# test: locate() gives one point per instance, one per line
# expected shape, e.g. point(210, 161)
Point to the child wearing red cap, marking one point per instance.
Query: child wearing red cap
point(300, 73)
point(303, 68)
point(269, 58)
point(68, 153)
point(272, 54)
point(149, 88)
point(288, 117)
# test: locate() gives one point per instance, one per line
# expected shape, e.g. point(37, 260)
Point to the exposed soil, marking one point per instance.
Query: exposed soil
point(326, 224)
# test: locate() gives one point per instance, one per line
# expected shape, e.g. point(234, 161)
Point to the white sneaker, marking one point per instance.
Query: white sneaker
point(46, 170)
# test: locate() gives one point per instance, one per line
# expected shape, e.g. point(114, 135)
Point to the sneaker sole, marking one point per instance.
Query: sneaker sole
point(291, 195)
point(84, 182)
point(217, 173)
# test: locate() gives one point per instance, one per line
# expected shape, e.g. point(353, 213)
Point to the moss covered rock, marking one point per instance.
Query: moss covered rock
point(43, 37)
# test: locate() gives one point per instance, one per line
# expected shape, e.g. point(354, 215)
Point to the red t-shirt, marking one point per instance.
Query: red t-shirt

===

Give all the entries again exactly; leave none out.

▸ Solution to this exercise:
# test: locate() gives one point per instance, one per line
# expected shape, e.g. point(210, 161)
Point to the child wearing red cap, marking one point per instance.
Query: child wearing red cap
point(300, 73)
point(303, 68)
point(269, 58)
point(68, 153)
point(272, 54)
point(149, 88)
point(288, 117)
# test: locate() gives one point per instance, one per line
# expected shape, e.g. point(37, 260)
Point to the exposed soil, marking one point per instance.
Query: exposed soil
point(326, 224)
# test: locate() gives one point per instance, one per line
# expected shape, e.g. point(234, 161)
Point to the white sneaker, marking one point per instance.
Query: white sneaker
point(46, 170)
# test: locate() gives one point per instance, one per line
# expected shape, e.g. point(114, 135)
Point to the sneaker sole, marking one point per instance.
Query: sneaker sole
point(291, 195)
point(84, 182)
point(217, 173)
# test: locate() gives one point per instance, one per line
# expected shape, e.g. point(353, 213)
Point to the moss covered rock, marking one point per instance.
Query: moss covered rock
point(43, 37)
# test: locate() gives one point per instance, one per line
# expected shape, e.g. point(354, 215)
Point to the red t-shirt, marking one point per instance.
Query: red t-shirt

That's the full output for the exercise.